##### Provided material #####

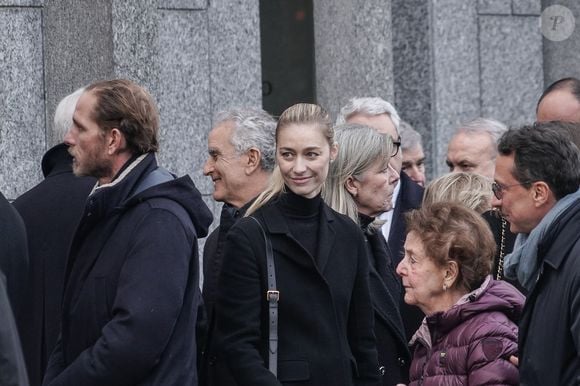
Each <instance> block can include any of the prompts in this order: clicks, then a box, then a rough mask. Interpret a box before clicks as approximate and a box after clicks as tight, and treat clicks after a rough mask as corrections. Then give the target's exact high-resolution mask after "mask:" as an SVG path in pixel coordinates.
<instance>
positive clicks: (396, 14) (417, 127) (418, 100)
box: [392, 0, 433, 177]
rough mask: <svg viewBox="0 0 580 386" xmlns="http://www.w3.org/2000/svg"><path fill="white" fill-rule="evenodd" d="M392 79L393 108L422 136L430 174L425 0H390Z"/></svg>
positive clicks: (426, 14) (430, 134) (425, 7)
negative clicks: (391, 31) (392, 44)
mask: <svg viewBox="0 0 580 386" xmlns="http://www.w3.org/2000/svg"><path fill="white" fill-rule="evenodd" d="M392 13H393V15H392V20H393V28H392V30H393V82H394V90H395V98H394V101H395V108H396V109H397V111H398V112H399V115H400V116H401V118H402V119H404V120H405V121H407V122H409V123H410V124H411V125H412V126H413V128H414V129H415V130H417V131H418V132H419V133H421V135H422V140H423V148H424V151H425V155H426V156H427V162H426V174H427V176H428V177H431V176H432V175H433V171H432V167H433V165H432V164H433V163H432V161H431V159H430V156H431V155H432V153H433V152H432V151H431V147H432V136H431V127H432V120H431V117H432V112H433V104H432V101H431V91H432V81H431V80H432V74H431V56H430V55H429V53H430V51H431V35H430V34H431V26H430V23H429V21H430V13H429V4H428V2H426V1H424V0H393V1H392Z"/></svg>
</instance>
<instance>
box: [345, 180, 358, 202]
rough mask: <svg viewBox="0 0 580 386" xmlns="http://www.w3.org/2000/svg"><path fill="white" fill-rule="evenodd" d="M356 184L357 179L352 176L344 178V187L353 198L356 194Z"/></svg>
mask: <svg viewBox="0 0 580 386" xmlns="http://www.w3.org/2000/svg"><path fill="white" fill-rule="evenodd" d="M358 185H359V183H358V181H357V180H356V178H354V177H353V176H348V177H347V178H346V181H345V182H344V187H345V189H346V191H347V192H349V193H350V195H351V196H352V197H353V198H355V199H356V196H358Z"/></svg>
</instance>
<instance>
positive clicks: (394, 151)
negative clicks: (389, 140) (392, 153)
mask: <svg viewBox="0 0 580 386" xmlns="http://www.w3.org/2000/svg"><path fill="white" fill-rule="evenodd" d="M393 147H394V149H393V154H391V157H394V156H396V155H397V153H398V152H399V148H400V147H401V136H400V135H399V138H397V140H396V141H393Z"/></svg>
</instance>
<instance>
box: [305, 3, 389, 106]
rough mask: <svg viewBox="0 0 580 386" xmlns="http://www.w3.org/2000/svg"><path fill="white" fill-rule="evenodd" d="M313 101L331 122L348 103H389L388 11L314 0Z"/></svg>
mask: <svg viewBox="0 0 580 386" xmlns="http://www.w3.org/2000/svg"><path fill="white" fill-rule="evenodd" d="M313 3H314V43H315V47H314V49H315V58H316V88H317V89H316V95H317V101H318V103H319V104H320V105H322V106H324V107H325V108H326V109H328V111H329V112H330V113H331V115H332V116H333V117H334V116H336V113H337V112H338V111H339V110H340V107H341V106H342V105H344V104H345V103H346V101H348V99H350V98H351V97H357V96H370V95H373V96H381V97H382V98H384V99H387V100H392V98H393V50H392V36H391V35H392V32H391V6H390V2H389V1H385V0H314V1H313Z"/></svg>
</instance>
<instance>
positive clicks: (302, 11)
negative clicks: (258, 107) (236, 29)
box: [260, 0, 316, 116]
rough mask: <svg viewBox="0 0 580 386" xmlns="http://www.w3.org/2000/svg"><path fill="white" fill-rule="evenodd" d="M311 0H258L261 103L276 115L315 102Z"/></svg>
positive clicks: (313, 26) (268, 110)
mask: <svg viewBox="0 0 580 386" xmlns="http://www.w3.org/2000/svg"><path fill="white" fill-rule="evenodd" d="M312 13H313V10H312V0H260V34H261V48H262V105H263V107H264V110H266V111H268V112H269V113H271V114H274V115H275V116H278V115H280V114H281V113H282V111H284V110H285V109H286V108H288V107H289V106H291V105H293V104H295V103H298V102H308V103H315V101H316V98H315V95H316V84H315V73H314V22H313V17H312Z"/></svg>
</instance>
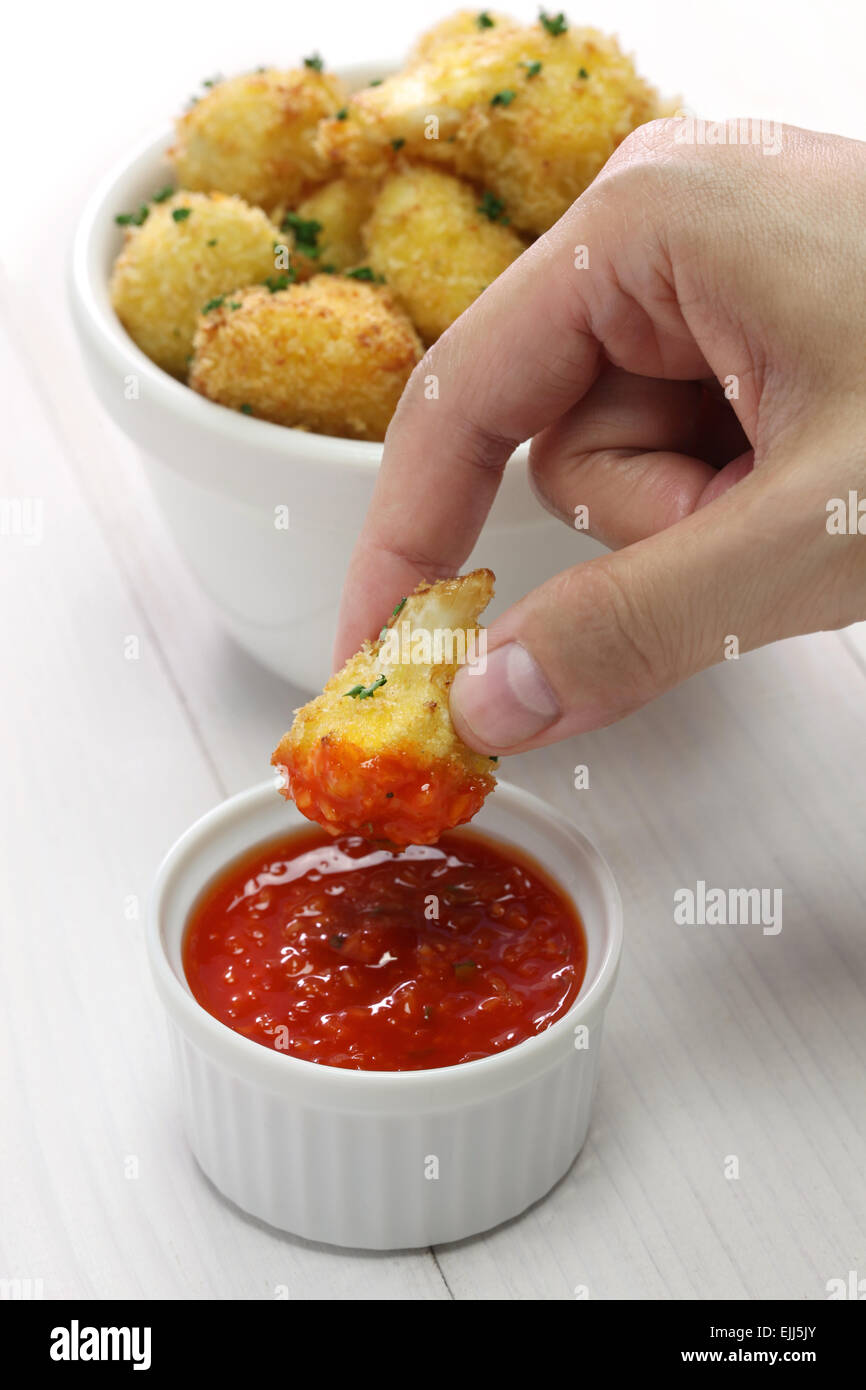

#####

* Task details *
Could you copy every line above word for word, leaving the pictures out?

* Response *
Each <instance> block can include any of the prompts in this order: clicks, then a box, then a rough mask. Interpret a box before clicks as approximate and a box after clicks as tight, and treat clicks after a rough mask as corrections. Then give the target's exact high-resolution mask after "mask:" as an SVG path in pixel coordinates.
<instance>
positive clicks: (396, 14) (417, 127) (418, 100)
box: [392, 0, 433, 177]
rough mask: <svg viewBox="0 0 580 386" xmlns="http://www.w3.org/2000/svg"><path fill="white" fill-rule="evenodd" d="M392 79L393 108L422 136L430 174L425 0H390Z"/></svg>
positive clicks: (426, 14) (430, 134) (425, 7)
negative clicks: (391, 31) (392, 44)
mask: <svg viewBox="0 0 580 386" xmlns="http://www.w3.org/2000/svg"><path fill="white" fill-rule="evenodd" d="M392 13H393V15H392V20H393V28H392V30H393V82H394V90H395V98H394V101H395V108H396V109H397V111H398V112H399V115H400V116H401V118H402V119H404V120H405V121H407V122H409V123H410V124H411V125H412V126H413V128H414V129H415V130H417V131H418V132H419V133H421V135H422V140H423V148H424V151H425V155H426V156H427V162H426V174H427V176H428V177H431V176H432V175H433V171H432V167H433V165H432V164H433V163H432V161H431V159H430V156H431V155H432V153H433V152H432V151H431V147H432V136H431V127H432V120H431V117H432V112H433V104H432V101H431V91H432V81H431V80H432V74H431V56H430V55H429V53H430V51H431V35H430V34H431V26H430V23H429V21H430V13H429V4H428V2H426V1H424V0H393V1H392Z"/></svg>
</instance>
<instance>
box: [345, 180, 358, 202]
rough mask: <svg viewBox="0 0 580 386" xmlns="http://www.w3.org/2000/svg"><path fill="white" fill-rule="evenodd" d="M356 184L357 179L352 176L344 178V187L353 198L356 194Z"/></svg>
mask: <svg viewBox="0 0 580 386" xmlns="http://www.w3.org/2000/svg"><path fill="white" fill-rule="evenodd" d="M358 185H359V183H358V181H357V180H356V178H354V177H353V176H348V177H347V178H346V181H345V182H344V187H345V189H346V191H347V192H349V193H350V195H351V196H352V197H353V198H355V199H356V196H358Z"/></svg>
</instance>
<instance>
positive clicks: (394, 151)
negative clicks: (389, 140) (392, 153)
mask: <svg viewBox="0 0 580 386" xmlns="http://www.w3.org/2000/svg"><path fill="white" fill-rule="evenodd" d="M393 147H394V149H393V154H391V157H394V156H396V155H397V153H398V152H399V148H400V147H401V136H400V135H399V138H397V140H396V141H393Z"/></svg>
</instance>
<instance>
box: [305, 3, 389, 106]
rough mask: <svg viewBox="0 0 580 386" xmlns="http://www.w3.org/2000/svg"><path fill="white" fill-rule="evenodd" d="M313 101L331 122L348 103H389L388 11L314 0Z"/></svg>
mask: <svg viewBox="0 0 580 386" xmlns="http://www.w3.org/2000/svg"><path fill="white" fill-rule="evenodd" d="M313 3H314V43H315V47H314V49H315V58H316V88H317V89H316V95H317V101H318V103H319V104H320V105H322V106H324V107H325V108H326V109H328V111H329V112H330V113H331V115H332V116H333V117H334V116H336V113H337V112H338V111H339V110H340V107H341V106H342V105H344V104H345V103H346V101H348V99H350V98H351V97H357V96H370V95H373V96H381V97H382V98H384V99H387V100H392V98H393V50H392V36H391V35H392V32H391V6H390V2H389V1H385V0H314V1H313Z"/></svg>
</instance>
<instance>
positive clicks: (302, 11)
negative clicks: (258, 107) (236, 29)
box: [260, 0, 316, 116]
rough mask: <svg viewBox="0 0 580 386" xmlns="http://www.w3.org/2000/svg"><path fill="white" fill-rule="evenodd" d="M311 0H258L261 103L276 115L315 102Z"/></svg>
positive clicks: (313, 26) (268, 110)
mask: <svg viewBox="0 0 580 386" xmlns="http://www.w3.org/2000/svg"><path fill="white" fill-rule="evenodd" d="M312 13H313V10H312V0H260V34H261V48H262V105H263V107H264V110H266V111H268V112H269V113H271V114H274V115H275V116H278V115H280V114H281V113H282V111H284V110H285V109H286V108H288V107H289V106H291V105H293V104H295V103H298V102H308V103H315V101H316V98H315V95H316V84H315V73H314V22H313V17H312Z"/></svg>
</instance>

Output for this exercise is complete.